### About this task
Reproduce, word for word, the portion of the BAIAP3 abstract below between "Genetic Markers of" and "(Impact Factor: 4.51).", inclusive.

### Source text

Genetic Markers of a Munc13 Protein Family Member, BAIAP3, Are Gender-Specifically Associated with Anxiety and Benzodiazepine Abuse in Mouse and Man
Max Planck Institute of Experimental Medicine, Department of Molecular Neurobiology, Hermann-Rein-Str. 3, D-37075 Göttingen, Germany. Molecular Medicine
(Impact Factor: 4.51).
05/2013; 19(1). DOI: 10.2119/molmed.2013.00033
Anxiety disorders and substance abuse, including benzodiazepine use disorder (BUD), frequently occur together. Treatment of anxiety disorders unfortunately still includes benzodiazepines, and patients with an existing co-morbid BUD or a genetic susceptibility for BUD may be put at risk of adverse treatment outcomes. The identification of genetic predictors for anxiety disorders, and especially for BUD, could aid the selection of the best treatment option and improve clinical outcomes. The brain specific angiogenesis inhibitor I-associated protein 3 (Baiap3) is a member of the mammalian uncoordinated 13 (Munc13) protein family of synaptic regulators of neurotransmitter exocytosis, with a striking expression pattern in amygdalae, hypothalamus and periaqueductal gray. Deletion of Baiap3 in mice leads to enhanced seizure propensity and increased anxiety, the latter being more pronounced in female than in male animals. We hypothesized that genetic variation in human BAIAP3 may also be associated with anxiety. Using a phenotype-based genetic association study, we identify two human BAIAP3 single nucleotide polymorphism risk genotypes (AA for rs2235632, TT for rs1132358) that show a significant association with anxiety in women and, surprisingly, with benzodiazepine abuse in men. Returning to mice, we find that male, but not female Baiap3 KO mice develop tolerance to diazepam more quickly than control animals. Analysis of cultured Baiap3 KO hypothalamus slices reveals an increase in basal network activity and an altered response to diazepam withdrawal. Thus, Baiap3/BAIAP3 is gender-specifically associated with anxiety and BUD, and the analysis of Baiap3/BAIAP3 related functions may help elucidate mechanisms underlying the development of both disorders.

### Given information
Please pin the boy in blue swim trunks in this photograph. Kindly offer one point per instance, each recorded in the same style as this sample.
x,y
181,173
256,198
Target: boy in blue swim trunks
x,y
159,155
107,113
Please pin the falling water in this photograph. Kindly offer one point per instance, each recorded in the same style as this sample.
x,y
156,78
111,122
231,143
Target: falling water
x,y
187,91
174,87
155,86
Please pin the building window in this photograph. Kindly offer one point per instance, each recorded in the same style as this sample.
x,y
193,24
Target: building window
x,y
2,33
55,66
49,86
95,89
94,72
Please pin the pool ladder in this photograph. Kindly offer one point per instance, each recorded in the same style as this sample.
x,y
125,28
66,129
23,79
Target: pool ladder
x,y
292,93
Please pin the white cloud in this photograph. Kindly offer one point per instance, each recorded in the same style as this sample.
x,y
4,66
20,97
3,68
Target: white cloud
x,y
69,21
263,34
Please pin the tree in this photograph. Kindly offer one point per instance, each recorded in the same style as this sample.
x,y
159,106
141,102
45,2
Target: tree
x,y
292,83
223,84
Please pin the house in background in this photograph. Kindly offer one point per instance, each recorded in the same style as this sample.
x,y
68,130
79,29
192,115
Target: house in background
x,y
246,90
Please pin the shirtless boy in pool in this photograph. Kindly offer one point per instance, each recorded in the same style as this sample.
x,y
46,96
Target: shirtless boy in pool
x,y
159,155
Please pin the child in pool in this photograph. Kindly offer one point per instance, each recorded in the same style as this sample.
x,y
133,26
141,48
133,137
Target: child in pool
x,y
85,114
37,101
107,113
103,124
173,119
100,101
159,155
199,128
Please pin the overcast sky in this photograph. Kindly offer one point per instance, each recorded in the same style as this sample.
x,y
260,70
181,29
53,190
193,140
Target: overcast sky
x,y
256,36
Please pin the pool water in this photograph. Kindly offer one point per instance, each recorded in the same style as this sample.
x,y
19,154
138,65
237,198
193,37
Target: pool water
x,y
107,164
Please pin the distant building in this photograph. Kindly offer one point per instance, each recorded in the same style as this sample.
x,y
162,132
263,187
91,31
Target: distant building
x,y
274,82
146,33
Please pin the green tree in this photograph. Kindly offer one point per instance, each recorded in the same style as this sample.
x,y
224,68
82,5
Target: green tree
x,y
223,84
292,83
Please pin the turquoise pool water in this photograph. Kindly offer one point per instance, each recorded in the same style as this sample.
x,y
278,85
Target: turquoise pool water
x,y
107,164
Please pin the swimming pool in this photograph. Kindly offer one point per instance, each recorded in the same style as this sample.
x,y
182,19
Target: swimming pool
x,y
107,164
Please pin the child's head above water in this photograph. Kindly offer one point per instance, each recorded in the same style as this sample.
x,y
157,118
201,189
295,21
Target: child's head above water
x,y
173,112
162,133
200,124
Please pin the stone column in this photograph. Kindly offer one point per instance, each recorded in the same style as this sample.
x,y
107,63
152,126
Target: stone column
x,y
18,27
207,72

### Response
Genetic Markers of a Munc13 Protein Family Member, BAIAP3, Are Gender-Specifically Associated with Anxiety and Benzodiazepine Abuse in Mouse and Man
Max Planck Institute of Experimental Medicine, Department of Molecular Neurobiology, Hermann-Rein-Str. 3, D-37075 Göttingen, Germany. Molecular Medicine
(Impact Factor: 4.51).